- _WHAT YOU SHOULD DO_
Resume the review of the World War Z film, picking up after its last sentence.
Start of EXTRACT PROVIDED
• I wasn't always a fan of zombies. I used to think all they had to offer were gore and bad acting all wrapped up in a trashy sensibility. All it took was me stumbling into a late night triple bill of Romero's dead Trilogy. It changed my mind and I fell in love with the whole thing immediately. Since then I've been looking up and collecting everything I could get my hand on; movies, comics, audio drama's and books.

    Many times I've scrutinized this book from cover to cover!

    After I've read the excellent 'Zombie survival guide' by Max Brooks, it was a no brainer to get his highly anticipated follow up; 'World War Z'. The book follows a nameless interviewer, collecting and chronicling the first hand accounts of people who survived a great zombie war. Following it from the first signs, the near extinction of humanity and up to the point where the tide turns and we fight back. Epic stuff and more complex than you might think. Does that translate well to film though? The writers of the 'World War Z' movie seemed to think not. Now, why is that? Let's sink our teeth into it all and find out. 

    D'aaaaw, he's so dreamy...

    It all starts out quiet enough as we meet Gerry Lane (Brad Pitt), a former UN investigator and his family as they do the usual morning ritual thing; pancakes, orange juice and idle chatter. When his wife Karin and him bring their kids to school, they get caught up in chaos as the world is hit by a strange pandemic. The dead are coming back to life and viciously attack the living. Narrowly escaping the city, Gerry gets forced to travel the world to find the source of this lethal virus and possibly find a cure.

    The iconic 'Battle of Yonkers'...is not in the film.

    Now, apart from the title this movie has actually very little in common with its source material. Sure, it features one character, some lines and vaguely some situations from the novel but for the rest it is a wholly original beast. In any other case this this would be fine but not when your movie is based on arguably the best zombie novel ever written. I understand the very episodic nature of the book could not be adapted for the big screen, it certainly gave the screenwriters a run for their money and it shows. You barely get to know Pitt's character. He's a man driven to save his family. That is about it. You don't get any deeper than that. Karin Lane, his wife (Mireille Enos) is actually nothing more than the woman waiting for her man to come home.
End of EXTRACT PROVIDED
Start of RECORD EXTRACTS
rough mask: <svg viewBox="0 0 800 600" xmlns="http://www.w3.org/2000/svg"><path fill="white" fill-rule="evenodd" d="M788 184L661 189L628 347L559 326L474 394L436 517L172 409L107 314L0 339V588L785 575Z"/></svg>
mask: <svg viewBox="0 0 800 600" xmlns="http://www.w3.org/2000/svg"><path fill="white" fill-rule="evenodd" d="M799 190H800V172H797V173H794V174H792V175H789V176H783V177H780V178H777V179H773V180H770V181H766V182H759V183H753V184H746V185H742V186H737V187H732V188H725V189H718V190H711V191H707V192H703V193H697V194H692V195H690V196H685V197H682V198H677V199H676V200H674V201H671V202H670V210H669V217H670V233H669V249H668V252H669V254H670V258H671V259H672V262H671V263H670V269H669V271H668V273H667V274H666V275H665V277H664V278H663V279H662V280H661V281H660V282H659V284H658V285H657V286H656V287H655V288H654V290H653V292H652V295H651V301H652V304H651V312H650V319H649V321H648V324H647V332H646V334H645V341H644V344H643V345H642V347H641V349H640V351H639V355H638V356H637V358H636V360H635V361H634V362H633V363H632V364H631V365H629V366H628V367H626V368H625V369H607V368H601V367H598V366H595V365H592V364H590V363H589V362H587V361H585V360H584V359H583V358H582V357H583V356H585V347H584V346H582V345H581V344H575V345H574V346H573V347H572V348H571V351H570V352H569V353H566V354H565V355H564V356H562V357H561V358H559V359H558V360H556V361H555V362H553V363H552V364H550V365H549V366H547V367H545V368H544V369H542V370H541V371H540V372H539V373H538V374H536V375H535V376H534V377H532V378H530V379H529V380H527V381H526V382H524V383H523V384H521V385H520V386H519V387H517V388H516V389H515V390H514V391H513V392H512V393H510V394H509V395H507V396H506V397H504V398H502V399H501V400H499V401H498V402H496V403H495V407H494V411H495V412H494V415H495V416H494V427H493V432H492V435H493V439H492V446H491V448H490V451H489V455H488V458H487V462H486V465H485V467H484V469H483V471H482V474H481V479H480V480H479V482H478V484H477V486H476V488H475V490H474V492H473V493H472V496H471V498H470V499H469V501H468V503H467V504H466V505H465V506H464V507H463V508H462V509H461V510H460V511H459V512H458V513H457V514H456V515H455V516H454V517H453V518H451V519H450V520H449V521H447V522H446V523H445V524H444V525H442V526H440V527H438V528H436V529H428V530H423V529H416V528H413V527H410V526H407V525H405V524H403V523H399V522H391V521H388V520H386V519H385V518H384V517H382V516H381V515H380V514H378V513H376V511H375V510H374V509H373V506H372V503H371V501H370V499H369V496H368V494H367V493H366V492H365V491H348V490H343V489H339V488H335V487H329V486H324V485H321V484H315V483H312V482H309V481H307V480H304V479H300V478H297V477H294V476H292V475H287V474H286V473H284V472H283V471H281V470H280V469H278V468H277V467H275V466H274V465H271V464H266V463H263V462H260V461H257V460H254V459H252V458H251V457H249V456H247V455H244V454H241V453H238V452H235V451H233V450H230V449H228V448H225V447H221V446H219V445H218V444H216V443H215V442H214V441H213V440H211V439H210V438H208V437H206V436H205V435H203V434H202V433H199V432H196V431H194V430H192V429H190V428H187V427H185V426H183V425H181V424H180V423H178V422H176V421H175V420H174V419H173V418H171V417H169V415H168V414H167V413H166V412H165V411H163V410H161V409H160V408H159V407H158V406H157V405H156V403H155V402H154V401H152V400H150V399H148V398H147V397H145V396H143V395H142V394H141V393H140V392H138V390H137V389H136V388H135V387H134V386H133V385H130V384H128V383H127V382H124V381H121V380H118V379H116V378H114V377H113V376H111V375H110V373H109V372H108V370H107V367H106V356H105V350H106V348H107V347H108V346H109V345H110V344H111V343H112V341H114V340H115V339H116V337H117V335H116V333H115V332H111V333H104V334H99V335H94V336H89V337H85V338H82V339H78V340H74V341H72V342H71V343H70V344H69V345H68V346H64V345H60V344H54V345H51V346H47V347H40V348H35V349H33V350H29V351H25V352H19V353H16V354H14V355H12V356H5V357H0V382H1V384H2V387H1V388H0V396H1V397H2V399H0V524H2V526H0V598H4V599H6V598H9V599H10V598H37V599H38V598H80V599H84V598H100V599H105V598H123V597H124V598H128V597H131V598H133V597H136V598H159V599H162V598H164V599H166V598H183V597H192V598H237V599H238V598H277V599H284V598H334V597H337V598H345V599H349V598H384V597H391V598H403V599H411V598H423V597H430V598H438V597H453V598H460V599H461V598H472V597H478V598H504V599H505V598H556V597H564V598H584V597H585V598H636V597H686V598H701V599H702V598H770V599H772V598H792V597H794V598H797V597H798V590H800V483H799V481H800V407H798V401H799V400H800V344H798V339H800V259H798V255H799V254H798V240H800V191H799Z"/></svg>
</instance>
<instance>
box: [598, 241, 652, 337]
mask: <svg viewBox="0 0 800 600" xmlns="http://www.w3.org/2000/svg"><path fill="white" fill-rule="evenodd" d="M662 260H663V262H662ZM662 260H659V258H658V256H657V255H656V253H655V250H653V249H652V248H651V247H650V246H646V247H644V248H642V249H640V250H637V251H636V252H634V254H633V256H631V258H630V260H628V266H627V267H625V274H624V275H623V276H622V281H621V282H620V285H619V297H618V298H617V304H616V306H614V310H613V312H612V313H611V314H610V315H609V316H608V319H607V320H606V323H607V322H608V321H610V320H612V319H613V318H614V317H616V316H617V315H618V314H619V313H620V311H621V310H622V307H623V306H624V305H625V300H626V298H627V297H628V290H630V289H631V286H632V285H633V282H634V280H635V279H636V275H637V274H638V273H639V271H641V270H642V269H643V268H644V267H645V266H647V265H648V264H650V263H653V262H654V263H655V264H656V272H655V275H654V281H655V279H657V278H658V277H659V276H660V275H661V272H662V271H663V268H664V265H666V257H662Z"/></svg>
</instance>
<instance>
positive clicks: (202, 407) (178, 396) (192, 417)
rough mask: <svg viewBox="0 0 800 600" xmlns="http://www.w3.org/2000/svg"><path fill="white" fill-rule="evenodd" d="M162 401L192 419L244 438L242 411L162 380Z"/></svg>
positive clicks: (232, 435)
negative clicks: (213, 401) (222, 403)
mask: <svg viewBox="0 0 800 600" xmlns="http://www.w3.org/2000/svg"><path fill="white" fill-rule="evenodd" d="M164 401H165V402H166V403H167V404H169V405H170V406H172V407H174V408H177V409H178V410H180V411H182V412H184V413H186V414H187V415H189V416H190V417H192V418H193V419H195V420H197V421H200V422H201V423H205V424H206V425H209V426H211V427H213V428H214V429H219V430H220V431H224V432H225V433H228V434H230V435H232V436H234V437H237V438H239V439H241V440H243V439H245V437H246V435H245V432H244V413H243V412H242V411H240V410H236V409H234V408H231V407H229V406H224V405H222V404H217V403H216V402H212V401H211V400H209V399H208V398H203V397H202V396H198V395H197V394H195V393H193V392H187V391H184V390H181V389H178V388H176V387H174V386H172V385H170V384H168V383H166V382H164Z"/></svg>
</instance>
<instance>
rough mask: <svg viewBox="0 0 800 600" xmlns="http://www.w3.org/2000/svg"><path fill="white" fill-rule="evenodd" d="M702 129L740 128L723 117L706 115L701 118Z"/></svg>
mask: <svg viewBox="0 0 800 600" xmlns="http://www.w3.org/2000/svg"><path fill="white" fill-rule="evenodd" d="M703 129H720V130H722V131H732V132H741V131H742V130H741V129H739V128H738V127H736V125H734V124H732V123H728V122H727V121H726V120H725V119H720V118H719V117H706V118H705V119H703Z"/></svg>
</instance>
End of RECORD EXTRACTS
- _RESPONSE TO THIS TASK_
    At least they've got this right! Shoot 'em in the head!

    There is no real depth to her and her children. The rest of the characters of the movie are barely in it. You never get the chance to get to know anyone. Prime example is Matthew Fox (Lost) playing a parajumper. A role so small, it could have been played by any other lesser known actor. So, much of the big names in this movie are pretty much wasted talent. Even the zombies have little “character” to them. You barely get time to get a look at them. They become faceless and therefore not much of real threat. It is hard to care for anyone. Also, all the reports of the behind the scenes troubles, extensive re-shoots and a completely new 3rd act written by Damon Lindelof didn't exactly help. Everyone pretty much expected this movie to bomb. Is it an unmitigated disaster then? Actually, no.

    Reminds me of riots after a soccer game.

    Despite its apparent flaws this movie actually works. It keeps its focus. Pitt's, Gerry Lane is a man on a mission and the doesn't deviate from that. No, unnecessary subplots. There are absolutely breathtaking set pieces that somewhat capture the epic nature of the novel. The massive ant-like attack of the zombies in Israel is amazing. It offers the viewer tons of amusement. Originally a PG-13 film, the newly inserted gore for the unrated cut of the film adds little to the overall story though. It is “eye candy” only. No new real scenes.

    Yay! Finally! Some gore!

    Even though the movie is a roller-coaster ride, it still remains in the back of my mind that this movie could have been a classic. It could have been for zombie/horror films what “The Dark Knight” was to superhero movies. They should have put more effort into the story and screenplay. This would have been one for the ages. If you are looking for a great zombie story on screen, you are better off on the small screen with 'The Walking Dead', the classics or some of the better, newer fare. There are already plans for a sequel. Now, I do hope they keep closer to the source material and focus on making a great zombie/horror film instead of an amusing action/thriller. It is well worth your time but they could have done so much better than this.